Определите, согласуются ли с отрывком о футуризме три утверждения: 1. Реалисты ставили содержание выше формы. 2. Символисты считали, что форма выше содержания. 3. Футуризм назван явлением, вызванным ускорением темпа городской жизни. Для каждого ответьте «да» или «нет» и приведите решающие слова отрывка точной цитатой.

▸ **Приведенный отрывок**:
---

Футуризм, как явление стихийное, вызванное ускорением темпа нашей городской жизни, в свою очередь обоснованным новейшими техническими изобретениями, — проник и в русскую поэзию. (Правда, слегка комично звучит: «ускоренный темп жизни в России», — но, очевидно, это факт и факт, с которым нельзя не считаться.) Разберем, что нового принес с собой футуризм. Конечно, как всякое новое течение, он явился в шутовском гриме, в бубенцах и, может быть, еще рано разбирать его и делать какие-нибудь выводы. Слишком еще много бутафорского, бравадного, эпатирующего в футуризме. Но есть уже определенно наметившиеся пункты, отклониться от которых футуризм не сможет, если только он останется футуризмом.
Начнем со старинного спора о форме и содержании. У реалистов — содержание ставилось выше формы; говорилось, что форма признается как необходимость; у них хватало смелости задать вопрос: для чего форма? — и разрешить его стереотипной фразой: форма (т. е. «как») необходима для выявления содержания (т. е. «что»). До сих пор критики-реалисты (Редько в «Русск. Бог.») говорят: «Совершенство формы есть только совершенство высказанной мысли». Иначе на это взглянули символисты. Они привели в гармонию форму и содержание, заявив: содержание — есть форма (А. Белый). Дисгармоничный футуризм встал на новую точку зрения: форма выше содержания.

---

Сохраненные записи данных
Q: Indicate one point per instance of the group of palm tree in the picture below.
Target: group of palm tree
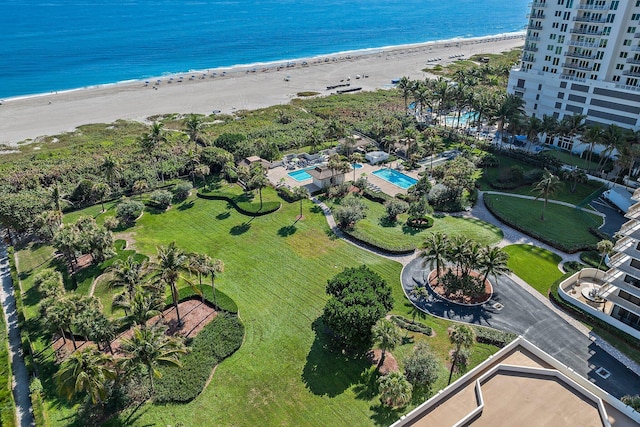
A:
(144, 285)
(463, 255)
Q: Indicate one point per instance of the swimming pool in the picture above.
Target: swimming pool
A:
(396, 178)
(301, 175)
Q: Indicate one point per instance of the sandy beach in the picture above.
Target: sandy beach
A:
(232, 89)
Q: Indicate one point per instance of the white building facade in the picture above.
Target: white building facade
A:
(581, 57)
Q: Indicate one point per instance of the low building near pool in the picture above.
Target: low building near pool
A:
(324, 177)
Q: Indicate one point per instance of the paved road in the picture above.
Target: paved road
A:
(20, 374)
(525, 315)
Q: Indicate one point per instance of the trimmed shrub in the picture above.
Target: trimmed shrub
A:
(161, 199)
(420, 222)
(412, 326)
(182, 191)
(214, 343)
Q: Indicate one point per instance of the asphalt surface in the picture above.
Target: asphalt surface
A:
(525, 315)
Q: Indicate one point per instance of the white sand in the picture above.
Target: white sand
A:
(26, 119)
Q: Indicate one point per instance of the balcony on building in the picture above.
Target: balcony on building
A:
(577, 66)
(586, 31)
(580, 55)
(572, 78)
(582, 44)
(584, 6)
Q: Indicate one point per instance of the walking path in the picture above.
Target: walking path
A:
(510, 236)
(20, 384)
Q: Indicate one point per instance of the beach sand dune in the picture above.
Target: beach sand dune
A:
(240, 88)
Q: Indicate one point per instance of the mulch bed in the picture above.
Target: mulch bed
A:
(458, 297)
(195, 315)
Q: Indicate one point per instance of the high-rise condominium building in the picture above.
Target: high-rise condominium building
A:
(582, 57)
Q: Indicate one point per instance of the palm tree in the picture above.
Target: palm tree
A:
(167, 271)
(150, 347)
(213, 267)
(462, 337)
(199, 263)
(140, 187)
(605, 247)
(86, 371)
(111, 168)
(101, 191)
(494, 261)
(395, 390)
(258, 180)
(547, 186)
(387, 335)
(434, 253)
(193, 125)
(300, 193)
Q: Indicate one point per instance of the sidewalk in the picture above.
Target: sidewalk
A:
(24, 412)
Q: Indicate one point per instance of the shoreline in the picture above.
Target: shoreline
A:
(29, 117)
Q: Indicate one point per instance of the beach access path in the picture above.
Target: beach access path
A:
(232, 89)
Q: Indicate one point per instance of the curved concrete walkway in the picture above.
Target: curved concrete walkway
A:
(24, 411)
(529, 314)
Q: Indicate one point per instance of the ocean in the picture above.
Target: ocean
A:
(54, 45)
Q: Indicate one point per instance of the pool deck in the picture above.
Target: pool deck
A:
(277, 174)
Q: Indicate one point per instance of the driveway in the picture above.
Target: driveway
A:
(525, 315)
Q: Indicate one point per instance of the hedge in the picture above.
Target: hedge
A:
(412, 326)
(223, 301)
(215, 342)
(245, 208)
(587, 318)
(7, 404)
(493, 336)
(417, 222)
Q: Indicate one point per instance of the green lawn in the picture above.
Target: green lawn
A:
(276, 270)
(536, 266)
(375, 228)
(582, 191)
(563, 226)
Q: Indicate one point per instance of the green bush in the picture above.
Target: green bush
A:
(161, 199)
(420, 222)
(493, 336)
(412, 326)
(215, 342)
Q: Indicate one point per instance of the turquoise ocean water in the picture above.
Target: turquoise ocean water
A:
(51, 45)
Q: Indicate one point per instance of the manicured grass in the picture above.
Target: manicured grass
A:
(375, 228)
(276, 270)
(564, 194)
(563, 227)
(536, 266)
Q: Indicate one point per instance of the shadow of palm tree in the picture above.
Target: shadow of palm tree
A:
(287, 230)
(237, 230)
(223, 215)
(328, 371)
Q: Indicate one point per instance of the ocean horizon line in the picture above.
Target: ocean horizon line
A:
(231, 69)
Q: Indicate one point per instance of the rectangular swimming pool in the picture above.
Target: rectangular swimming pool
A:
(300, 175)
(396, 178)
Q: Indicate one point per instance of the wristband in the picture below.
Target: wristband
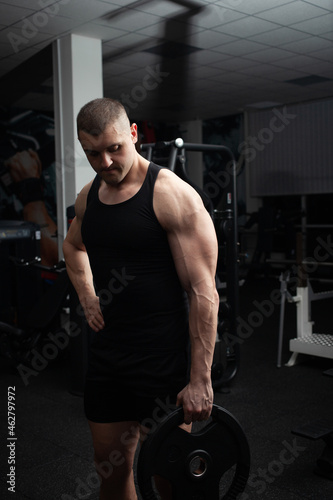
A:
(29, 190)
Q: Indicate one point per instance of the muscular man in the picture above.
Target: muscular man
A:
(141, 253)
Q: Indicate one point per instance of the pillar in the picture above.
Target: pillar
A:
(77, 79)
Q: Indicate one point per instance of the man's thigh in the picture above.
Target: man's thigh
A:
(115, 442)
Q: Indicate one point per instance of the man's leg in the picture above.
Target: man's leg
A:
(163, 486)
(114, 446)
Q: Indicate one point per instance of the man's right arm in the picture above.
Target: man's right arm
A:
(78, 267)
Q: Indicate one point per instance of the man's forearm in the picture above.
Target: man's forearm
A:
(78, 269)
(203, 327)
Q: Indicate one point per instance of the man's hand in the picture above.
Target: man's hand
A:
(92, 312)
(24, 165)
(197, 401)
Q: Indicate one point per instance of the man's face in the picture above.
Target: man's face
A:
(111, 154)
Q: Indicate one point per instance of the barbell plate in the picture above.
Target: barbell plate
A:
(218, 449)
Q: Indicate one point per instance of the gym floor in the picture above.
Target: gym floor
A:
(53, 452)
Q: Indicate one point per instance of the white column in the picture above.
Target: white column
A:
(77, 79)
(194, 164)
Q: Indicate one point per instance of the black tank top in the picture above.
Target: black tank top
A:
(143, 303)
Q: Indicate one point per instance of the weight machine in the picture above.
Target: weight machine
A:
(226, 355)
(306, 342)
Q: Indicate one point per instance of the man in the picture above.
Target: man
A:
(141, 253)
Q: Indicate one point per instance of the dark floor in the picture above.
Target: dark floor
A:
(53, 451)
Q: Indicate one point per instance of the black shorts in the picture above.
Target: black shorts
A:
(124, 384)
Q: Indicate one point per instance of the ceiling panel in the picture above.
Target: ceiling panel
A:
(248, 49)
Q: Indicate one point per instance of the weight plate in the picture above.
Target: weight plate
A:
(199, 464)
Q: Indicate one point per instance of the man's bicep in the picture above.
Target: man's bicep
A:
(194, 250)
(73, 237)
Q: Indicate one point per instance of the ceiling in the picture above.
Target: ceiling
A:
(210, 58)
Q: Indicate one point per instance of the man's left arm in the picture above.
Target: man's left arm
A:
(193, 243)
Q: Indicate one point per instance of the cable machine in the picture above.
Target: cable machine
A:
(226, 356)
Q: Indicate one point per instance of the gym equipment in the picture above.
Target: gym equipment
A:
(306, 342)
(199, 464)
(18, 344)
(19, 285)
(227, 350)
(320, 429)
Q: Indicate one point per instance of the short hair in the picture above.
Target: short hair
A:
(96, 115)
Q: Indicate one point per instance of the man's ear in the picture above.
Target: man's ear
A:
(134, 132)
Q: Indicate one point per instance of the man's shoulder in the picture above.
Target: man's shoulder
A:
(81, 200)
(174, 199)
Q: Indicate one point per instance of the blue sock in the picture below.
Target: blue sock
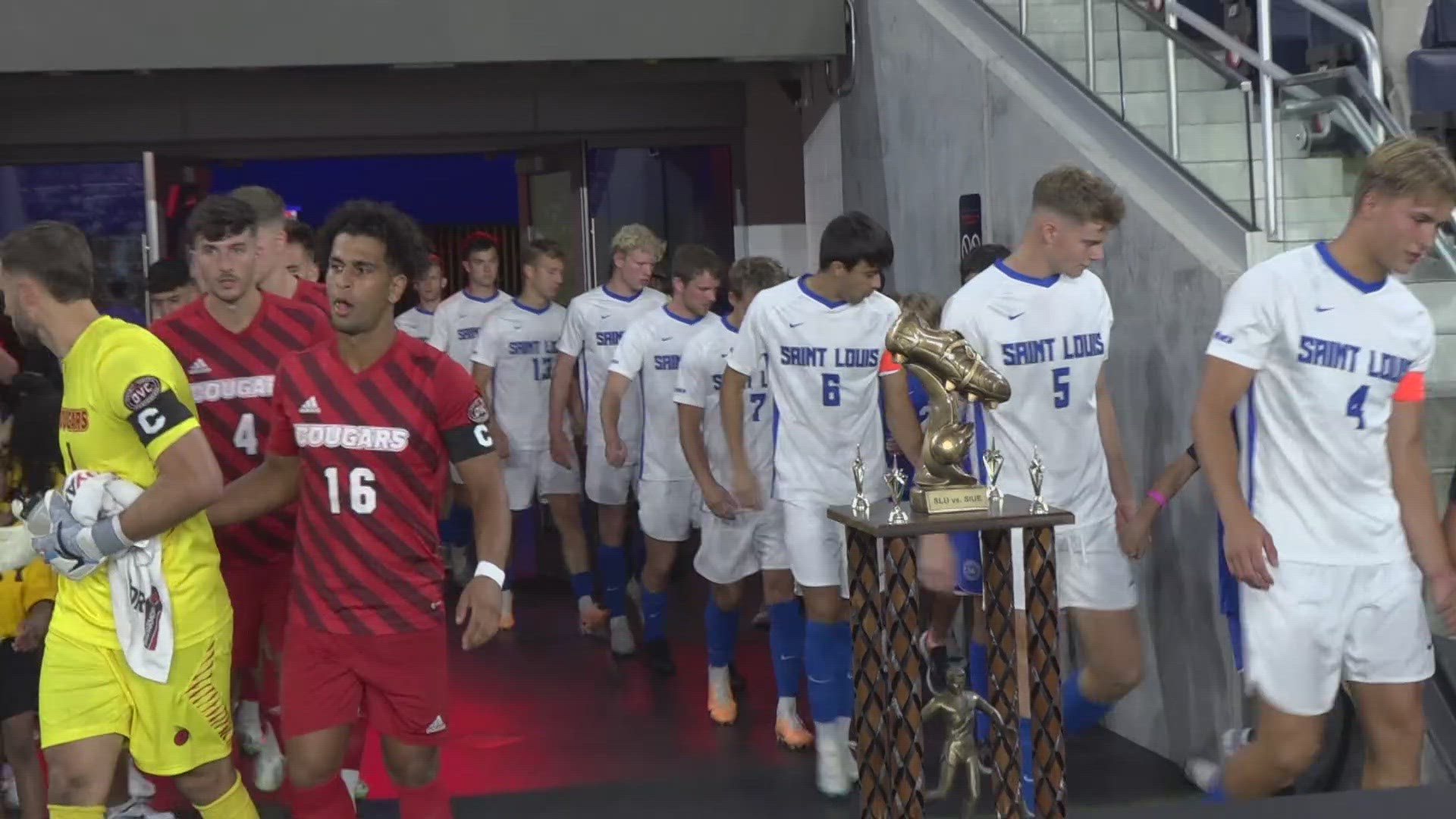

---

▸ **Ответ ниже**:
1. Да: «У реалистов — содержание ставилось выше формы».
2. Нет: «Они привели в гармонию форму и содержание, заявив: содержание — есть форма (А. Белый)».
3. Да: «Футуризм, как явление стихийное, вызванное ускорением темпа нашей городской жизни».